To be done: Pick out each line in the items below that contains the word "green" and copy those lines out. Case counts.

## BEGIN Stored rows

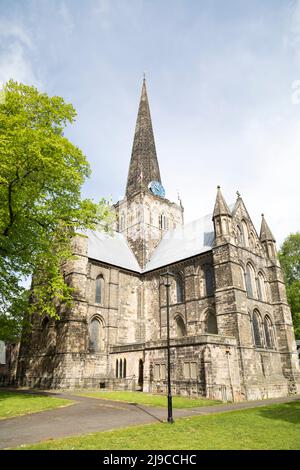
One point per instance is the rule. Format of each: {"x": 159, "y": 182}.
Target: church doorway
{"x": 141, "y": 374}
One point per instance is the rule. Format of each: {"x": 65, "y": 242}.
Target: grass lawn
{"x": 148, "y": 399}
{"x": 17, "y": 404}
{"x": 268, "y": 427}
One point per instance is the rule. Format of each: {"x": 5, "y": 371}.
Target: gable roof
{"x": 183, "y": 242}
{"x": 111, "y": 249}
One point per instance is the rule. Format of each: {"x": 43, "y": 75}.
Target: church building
{"x": 231, "y": 332}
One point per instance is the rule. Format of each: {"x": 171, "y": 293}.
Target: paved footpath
{"x": 89, "y": 415}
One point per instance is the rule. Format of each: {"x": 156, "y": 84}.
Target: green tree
{"x": 41, "y": 209}
{"x": 289, "y": 256}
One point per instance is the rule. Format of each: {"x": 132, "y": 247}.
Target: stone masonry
{"x": 230, "y": 325}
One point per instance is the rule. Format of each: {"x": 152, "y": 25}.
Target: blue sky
{"x": 223, "y": 79}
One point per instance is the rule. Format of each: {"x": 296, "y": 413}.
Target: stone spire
{"x": 143, "y": 164}
{"x": 265, "y": 232}
{"x": 221, "y": 207}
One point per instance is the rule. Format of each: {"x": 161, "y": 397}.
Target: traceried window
{"x": 179, "y": 289}
{"x": 96, "y": 335}
{"x": 269, "y": 333}
{"x": 211, "y": 323}
{"x": 180, "y": 327}
{"x": 249, "y": 280}
{"x": 239, "y": 235}
{"x": 256, "y": 323}
{"x": 261, "y": 291}
{"x": 245, "y": 233}
{"x": 163, "y": 222}
{"x": 122, "y": 221}
{"x": 99, "y": 290}
{"x": 209, "y": 280}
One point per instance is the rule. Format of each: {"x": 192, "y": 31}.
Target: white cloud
{"x": 15, "y": 59}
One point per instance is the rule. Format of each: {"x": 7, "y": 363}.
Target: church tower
{"x": 145, "y": 215}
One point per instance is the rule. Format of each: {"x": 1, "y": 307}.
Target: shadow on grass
{"x": 146, "y": 412}
{"x": 22, "y": 394}
{"x": 289, "y": 412}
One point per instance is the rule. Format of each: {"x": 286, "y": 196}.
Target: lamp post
{"x": 167, "y": 283}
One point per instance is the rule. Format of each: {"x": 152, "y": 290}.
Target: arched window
{"x": 122, "y": 221}
{"x": 163, "y": 222}
{"x": 239, "y": 235}
{"x": 269, "y": 333}
{"x": 261, "y": 291}
{"x": 241, "y": 277}
{"x": 209, "y": 280}
{"x": 249, "y": 280}
{"x": 179, "y": 289}
{"x": 252, "y": 240}
{"x": 211, "y": 323}
{"x": 245, "y": 233}
{"x": 96, "y": 335}
{"x": 99, "y": 290}
{"x": 256, "y": 323}
{"x": 180, "y": 327}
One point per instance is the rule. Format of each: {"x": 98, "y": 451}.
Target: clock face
{"x": 156, "y": 188}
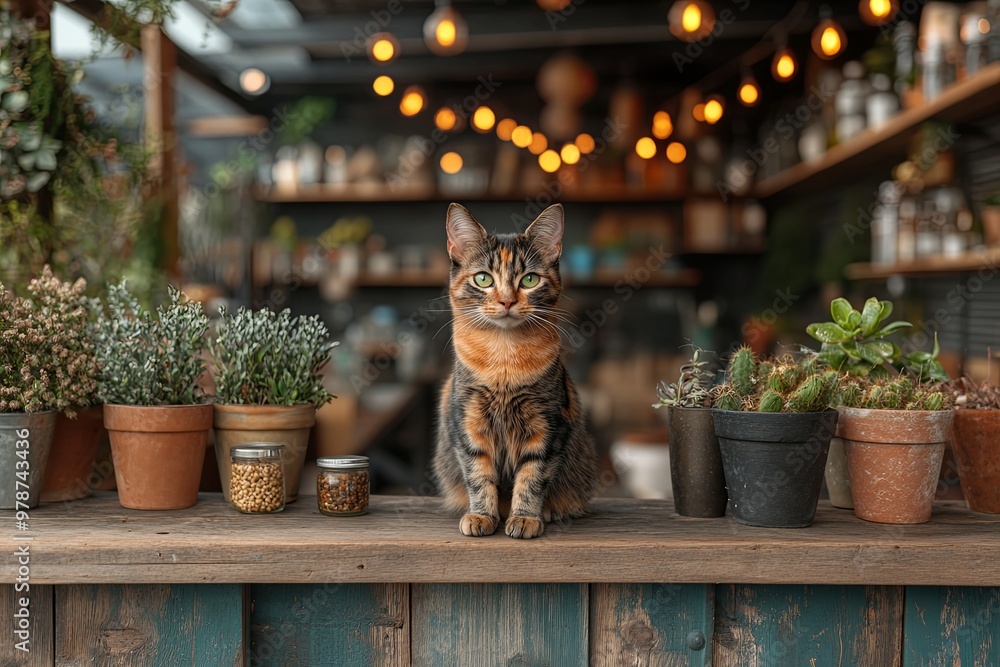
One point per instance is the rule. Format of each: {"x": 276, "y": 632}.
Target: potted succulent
{"x": 696, "y": 475}
{"x": 154, "y": 409}
{"x": 856, "y": 343}
{"x": 976, "y": 442}
{"x": 774, "y": 427}
{"x": 46, "y": 366}
{"x": 268, "y": 383}
{"x": 895, "y": 432}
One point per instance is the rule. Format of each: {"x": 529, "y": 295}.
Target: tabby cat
{"x": 512, "y": 438}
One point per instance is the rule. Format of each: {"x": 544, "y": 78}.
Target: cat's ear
{"x": 464, "y": 232}
{"x": 546, "y": 232}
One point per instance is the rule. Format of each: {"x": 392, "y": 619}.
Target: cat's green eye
{"x": 529, "y": 280}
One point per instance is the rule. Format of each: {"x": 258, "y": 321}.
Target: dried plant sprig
{"x": 147, "y": 358}
{"x": 267, "y": 358}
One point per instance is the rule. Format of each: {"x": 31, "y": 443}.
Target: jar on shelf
{"x": 343, "y": 485}
{"x": 258, "y": 479}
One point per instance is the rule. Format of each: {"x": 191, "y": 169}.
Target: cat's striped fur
{"x": 512, "y": 440}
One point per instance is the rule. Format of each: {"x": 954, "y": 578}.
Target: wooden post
{"x": 159, "y": 57}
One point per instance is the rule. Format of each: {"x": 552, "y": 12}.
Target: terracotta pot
{"x": 74, "y": 450}
{"x": 25, "y": 441}
{"x": 976, "y": 442}
{"x": 158, "y": 453}
{"x": 838, "y": 476}
{"x": 287, "y": 425}
{"x": 895, "y": 460}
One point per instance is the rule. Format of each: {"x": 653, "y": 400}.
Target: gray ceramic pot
{"x": 20, "y": 432}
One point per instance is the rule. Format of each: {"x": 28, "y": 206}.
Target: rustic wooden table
{"x": 634, "y": 584}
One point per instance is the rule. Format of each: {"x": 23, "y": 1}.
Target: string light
{"x": 451, "y": 163}
{"x": 382, "y": 48}
{"x": 676, "y": 152}
{"x": 483, "y": 119}
{"x": 570, "y": 154}
{"x": 878, "y": 12}
{"x": 663, "y": 127}
{"x": 784, "y": 65}
{"x": 445, "y": 31}
{"x": 383, "y": 85}
{"x": 549, "y": 161}
{"x": 691, "y": 20}
{"x": 413, "y": 102}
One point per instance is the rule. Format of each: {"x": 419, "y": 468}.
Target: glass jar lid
{"x": 343, "y": 462}
{"x": 257, "y": 450}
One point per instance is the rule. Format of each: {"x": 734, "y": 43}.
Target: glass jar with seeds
{"x": 343, "y": 485}
{"x": 258, "y": 479}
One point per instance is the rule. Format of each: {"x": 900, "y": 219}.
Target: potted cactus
{"x": 976, "y": 442}
{"x": 155, "y": 412}
{"x": 856, "y": 343}
{"x": 47, "y": 365}
{"x": 268, "y": 371}
{"x": 698, "y": 482}
{"x": 774, "y": 427}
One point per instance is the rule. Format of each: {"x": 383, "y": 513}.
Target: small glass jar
{"x": 257, "y": 483}
{"x": 343, "y": 485}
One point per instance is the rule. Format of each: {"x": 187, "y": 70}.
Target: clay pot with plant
{"x": 269, "y": 383}
{"x": 697, "y": 478}
{"x": 857, "y": 343}
{"x": 47, "y": 371}
{"x": 774, "y": 425}
{"x": 155, "y": 412}
{"x": 895, "y": 433}
{"x": 976, "y": 442}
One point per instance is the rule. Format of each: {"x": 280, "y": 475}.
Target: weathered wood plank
{"x": 348, "y": 625}
{"x": 40, "y": 643}
{"x": 951, "y": 626}
{"x": 149, "y": 626}
{"x": 410, "y": 539}
{"x": 651, "y": 625}
{"x": 495, "y": 625}
{"x": 759, "y": 626}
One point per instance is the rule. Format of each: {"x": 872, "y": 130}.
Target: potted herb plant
{"x": 46, "y": 366}
{"x": 269, "y": 383}
{"x": 856, "y": 343}
{"x": 154, "y": 410}
{"x": 696, "y": 475}
{"x": 774, "y": 426}
{"x": 895, "y": 432}
{"x": 976, "y": 442}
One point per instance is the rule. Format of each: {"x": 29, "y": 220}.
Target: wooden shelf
{"x": 961, "y": 102}
{"x": 927, "y": 266}
{"x": 412, "y": 539}
{"x": 378, "y": 193}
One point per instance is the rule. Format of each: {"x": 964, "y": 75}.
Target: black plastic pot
{"x": 774, "y": 464}
{"x": 696, "y": 463}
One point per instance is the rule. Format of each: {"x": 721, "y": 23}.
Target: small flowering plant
{"x": 47, "y": 358}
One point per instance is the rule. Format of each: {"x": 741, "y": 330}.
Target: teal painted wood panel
{"x": 766, "y": 625}
{"x": 312, "y": 625}
{"x": 651, "y": 625}
{"x": 492, "y": 625}
{"x": 149, "y": 625}
{"x": 953, "y": 626}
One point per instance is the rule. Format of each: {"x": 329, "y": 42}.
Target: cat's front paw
{"x": 524, "y": 527}
{"x": 478, "y": 525}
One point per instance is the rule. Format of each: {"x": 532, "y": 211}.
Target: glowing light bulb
{"x": 645, "y": 148}
{"x": 383, "y": 85}
{"x": 549, "y": 161}
{"x": 483, "y": 119}
{"x": 451, "y": 163}
{"x": 570, "y": 154}
{"x": 676, "y": 152}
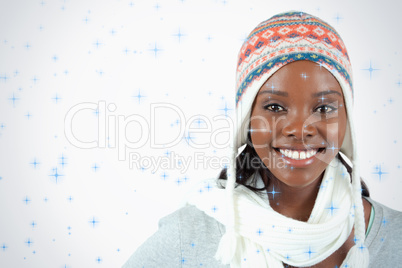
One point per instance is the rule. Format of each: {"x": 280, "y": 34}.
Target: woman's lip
{"x": 300, "y": 162}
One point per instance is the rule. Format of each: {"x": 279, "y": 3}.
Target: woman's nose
{"x": 299, "y": 126}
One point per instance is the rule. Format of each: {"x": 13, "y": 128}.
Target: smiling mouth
{"x": 299, "y": 154}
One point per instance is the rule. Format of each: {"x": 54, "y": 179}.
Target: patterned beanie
{"x": 282, "y": 39}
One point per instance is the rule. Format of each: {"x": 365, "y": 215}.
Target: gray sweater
{"x": 189, "y": 238}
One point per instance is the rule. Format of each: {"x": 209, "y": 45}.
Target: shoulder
{"x": 185, "y": 237}
{"x": 385, "y": 238}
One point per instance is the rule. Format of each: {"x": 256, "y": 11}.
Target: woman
{"x": 289, "y": 199}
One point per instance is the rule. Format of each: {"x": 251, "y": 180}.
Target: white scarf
{"x": 266, "y": 238}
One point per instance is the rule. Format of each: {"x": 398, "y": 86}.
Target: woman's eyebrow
{"x": 276, "y": 92}
{"x": 318, "y": 94}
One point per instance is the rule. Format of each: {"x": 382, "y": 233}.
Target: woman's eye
{"x": 325, "y": 109}
{"x": 274, "y": 108}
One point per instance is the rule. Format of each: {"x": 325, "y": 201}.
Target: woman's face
{"x": 298, "y": 122}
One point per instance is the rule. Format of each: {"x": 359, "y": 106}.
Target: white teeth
{"x": 298, "y": 156}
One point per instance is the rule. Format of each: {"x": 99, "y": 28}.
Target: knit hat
{"x": 282, "y": 39}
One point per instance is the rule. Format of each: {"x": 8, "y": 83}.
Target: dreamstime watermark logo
{"x": 113, "y": 132}
{"x": 113, "y": 128}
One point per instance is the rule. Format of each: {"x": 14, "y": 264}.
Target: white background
{"x": 55, "y": 55}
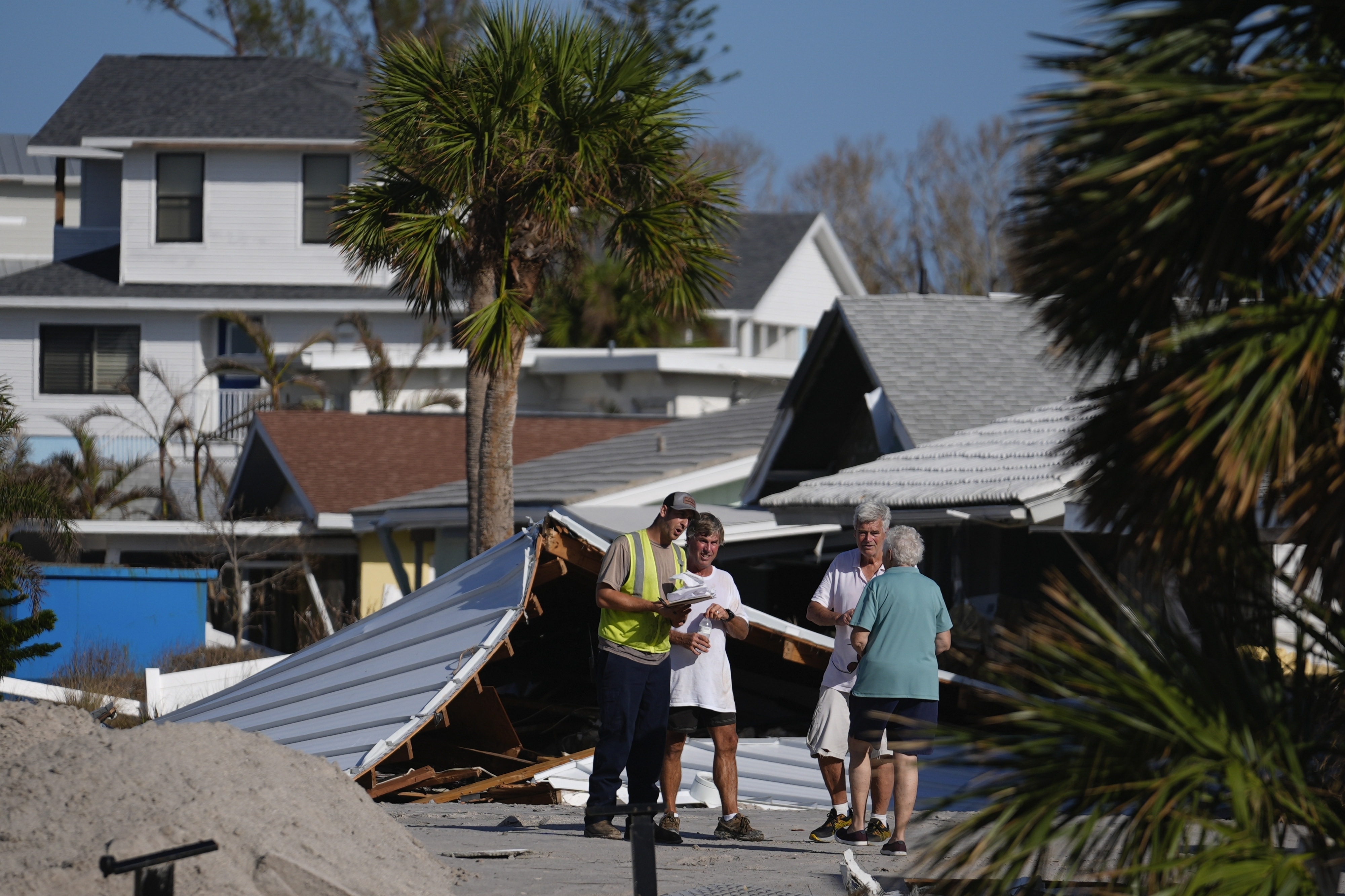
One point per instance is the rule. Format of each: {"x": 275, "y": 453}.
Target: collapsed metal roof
{"x": 358, "y": 695}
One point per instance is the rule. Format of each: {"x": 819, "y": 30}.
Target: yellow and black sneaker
{"x": 828, "y": 833}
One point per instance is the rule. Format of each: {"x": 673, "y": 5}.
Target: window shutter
{"x": 116, "y": 360}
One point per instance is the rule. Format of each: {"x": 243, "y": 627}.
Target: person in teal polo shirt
{"x": 900, "y": 627}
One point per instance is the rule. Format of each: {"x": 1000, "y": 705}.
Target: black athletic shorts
{"x": 905, "y": 720}
{"x": 687, "y": 720}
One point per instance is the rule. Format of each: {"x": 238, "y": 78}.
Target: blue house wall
{"x": 145, "y": 609}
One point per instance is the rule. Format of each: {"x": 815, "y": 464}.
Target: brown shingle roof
{"x": 346, "y": 461}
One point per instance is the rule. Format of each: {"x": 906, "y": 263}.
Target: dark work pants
{"x": 633, "y": 724}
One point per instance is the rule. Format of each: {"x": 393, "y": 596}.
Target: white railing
{"x": 237, "y": 408}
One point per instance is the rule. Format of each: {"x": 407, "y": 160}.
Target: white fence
{"x": 237, "y": 408}
{"x": 166, "y": 692}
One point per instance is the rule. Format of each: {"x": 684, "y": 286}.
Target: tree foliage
{"x": 1183, "y": 239}
{"x": 25, "y": 500}
{"x": 1157, "y": 765}
{"x": 547, "y": 136}
{"x": 597, "y": 303}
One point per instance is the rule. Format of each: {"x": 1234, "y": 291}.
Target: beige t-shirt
{"x": 617, "y": 570}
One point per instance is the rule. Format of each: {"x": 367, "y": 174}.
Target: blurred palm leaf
{"x": 1155, "y": 766}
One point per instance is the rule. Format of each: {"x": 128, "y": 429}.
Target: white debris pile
{"x": 286, "y": 822}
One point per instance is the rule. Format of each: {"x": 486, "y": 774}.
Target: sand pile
{"x": 287, "y": 824}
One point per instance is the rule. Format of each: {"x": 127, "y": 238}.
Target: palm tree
{"x": 388, "y": 380}
{"x": 276, "y": 370}
{"x": 1183, "y": 241}
{"x": 28, "y": 500}
{"x": 89, "y": 482}
{"x": 543, "y": 135}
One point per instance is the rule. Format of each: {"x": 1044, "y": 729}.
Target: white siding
{"x": 37, "y": 206}
{"x": 254, "y": 208}
{"x": 173, "y": 339}
{"x": 802, "y": 291}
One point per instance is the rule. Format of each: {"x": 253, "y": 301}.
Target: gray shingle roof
{"x": 208, "y": 97}
{"x": 763, "y": 243}
{"x": 96, "y": 275}
{"x": 954, "y": 362}
{"x": 625, "y": 462}
{"x": 1012, "y": 461}
{"x": 17, "y": 162}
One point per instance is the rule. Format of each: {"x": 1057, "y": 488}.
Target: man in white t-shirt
{"x": 703, "y": 687}
{"x": 829, "y": 735}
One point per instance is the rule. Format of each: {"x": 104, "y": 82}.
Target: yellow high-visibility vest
{"x": 642, "y": 632}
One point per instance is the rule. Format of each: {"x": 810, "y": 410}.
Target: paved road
{"x": 564, "y": 863}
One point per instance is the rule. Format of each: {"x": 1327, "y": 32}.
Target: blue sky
{"x": 812, "y": 73}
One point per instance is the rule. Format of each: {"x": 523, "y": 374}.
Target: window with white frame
{"x": 88, "y": 360}
{"x": 325, "y": 177}
{"x": 181, "y": 179}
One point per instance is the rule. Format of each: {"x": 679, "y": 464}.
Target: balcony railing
{"x": 237, "y": 408}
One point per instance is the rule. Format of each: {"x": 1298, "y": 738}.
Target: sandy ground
{"x": 563, "y": 861}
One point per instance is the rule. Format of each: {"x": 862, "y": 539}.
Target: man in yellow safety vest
{"x": 634, "y": 675}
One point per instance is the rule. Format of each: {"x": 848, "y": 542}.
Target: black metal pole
{"x": 644, "y": 868}
{"x": 640, "y": 825}
{"x": 110, "y": 865}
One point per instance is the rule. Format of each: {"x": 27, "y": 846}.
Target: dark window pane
{"x": 89, "y": 360}
{"x": 116, "y": 358}
{"x": 67, "y": 360}
{"x": 323, "y": 178}
{"x": 181, "y": 185}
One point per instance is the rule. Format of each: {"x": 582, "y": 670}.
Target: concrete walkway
{"x": 564, "y": 863}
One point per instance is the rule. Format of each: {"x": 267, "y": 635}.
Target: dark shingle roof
{"x": 763, "y": 243}
{"x": 956, "y": 362}
{"x": 329, "y": 453}
{"x": 17, "y": 162}
{"x": 613, "y": 465}
{"x": 208, "y": 97}
{"x": 96, "y": 275}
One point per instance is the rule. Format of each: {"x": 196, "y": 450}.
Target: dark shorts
{"x": 905, "y": 720}
{"x": 687, "y": 720}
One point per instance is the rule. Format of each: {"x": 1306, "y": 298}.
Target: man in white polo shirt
{"x": 829, "y": 736}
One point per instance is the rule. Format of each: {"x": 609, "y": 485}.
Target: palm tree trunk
{"x": 497, "y": 474}
{"x": 478, "y": 385}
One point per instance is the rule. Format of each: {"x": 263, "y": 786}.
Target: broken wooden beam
{"x": 574, "y": 551}
{"x": 401, "y": 782}
{"x": 512, "y": 778}
{"x": 549, "y": 571}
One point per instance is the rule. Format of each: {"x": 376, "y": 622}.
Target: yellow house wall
{"x": 376, "y": 572}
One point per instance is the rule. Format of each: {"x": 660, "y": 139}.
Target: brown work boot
{"x": 602, "y": 829}
{"x": 739, "y": 829}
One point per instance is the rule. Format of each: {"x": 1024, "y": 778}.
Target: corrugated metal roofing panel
{"x": 354, "y": 696}
{"x": 1012, "y": 461}
{"x": 617, "y": 463}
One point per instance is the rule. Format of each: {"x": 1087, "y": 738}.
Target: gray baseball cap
{"x": 680, "y": 501}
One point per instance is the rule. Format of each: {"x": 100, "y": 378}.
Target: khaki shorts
{"x": 829, "y": 735}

## END Stored rows

Exercise output:
Target: green tree
Target: cat's green eye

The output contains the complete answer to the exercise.